Task statement
List every line in the material below that contains the string "dark". Matching is case-sensitive.

>> BEGIN Records for this task

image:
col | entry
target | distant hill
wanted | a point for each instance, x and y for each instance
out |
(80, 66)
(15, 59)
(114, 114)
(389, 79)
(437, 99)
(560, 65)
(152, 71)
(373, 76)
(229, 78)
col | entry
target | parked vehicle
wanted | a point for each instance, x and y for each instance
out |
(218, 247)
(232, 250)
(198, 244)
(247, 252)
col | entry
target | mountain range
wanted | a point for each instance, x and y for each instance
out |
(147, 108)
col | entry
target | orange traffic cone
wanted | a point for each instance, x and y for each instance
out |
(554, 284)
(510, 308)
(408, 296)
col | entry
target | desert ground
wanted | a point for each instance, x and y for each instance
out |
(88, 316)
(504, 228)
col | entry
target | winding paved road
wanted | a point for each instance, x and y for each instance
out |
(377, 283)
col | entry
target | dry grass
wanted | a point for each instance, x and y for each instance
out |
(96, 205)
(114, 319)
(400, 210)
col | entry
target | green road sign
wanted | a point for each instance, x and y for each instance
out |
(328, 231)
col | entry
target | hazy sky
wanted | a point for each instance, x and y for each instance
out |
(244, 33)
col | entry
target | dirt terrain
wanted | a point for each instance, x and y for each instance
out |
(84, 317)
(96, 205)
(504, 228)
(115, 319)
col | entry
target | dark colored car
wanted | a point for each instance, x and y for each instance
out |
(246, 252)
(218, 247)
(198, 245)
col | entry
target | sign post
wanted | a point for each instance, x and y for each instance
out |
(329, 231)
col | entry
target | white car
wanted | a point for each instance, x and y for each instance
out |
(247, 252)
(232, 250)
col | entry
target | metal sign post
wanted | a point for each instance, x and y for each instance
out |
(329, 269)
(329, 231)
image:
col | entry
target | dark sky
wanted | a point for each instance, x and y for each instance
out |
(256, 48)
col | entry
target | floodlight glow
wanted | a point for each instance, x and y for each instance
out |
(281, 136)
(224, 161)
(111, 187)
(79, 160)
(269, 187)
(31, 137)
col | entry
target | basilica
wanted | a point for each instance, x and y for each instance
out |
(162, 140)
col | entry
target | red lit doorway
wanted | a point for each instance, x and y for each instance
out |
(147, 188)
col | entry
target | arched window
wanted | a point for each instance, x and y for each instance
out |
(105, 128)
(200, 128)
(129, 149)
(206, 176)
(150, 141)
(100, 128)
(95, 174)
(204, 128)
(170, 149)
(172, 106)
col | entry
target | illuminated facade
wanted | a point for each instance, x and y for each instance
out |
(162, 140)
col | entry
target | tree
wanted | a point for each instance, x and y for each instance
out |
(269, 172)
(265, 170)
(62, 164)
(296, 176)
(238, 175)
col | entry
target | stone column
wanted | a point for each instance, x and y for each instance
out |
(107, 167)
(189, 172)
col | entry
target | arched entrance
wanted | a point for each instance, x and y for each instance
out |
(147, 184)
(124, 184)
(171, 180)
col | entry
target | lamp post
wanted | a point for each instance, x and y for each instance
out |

>> END Records for this task

Result below
target | dark colored car
target | dark sky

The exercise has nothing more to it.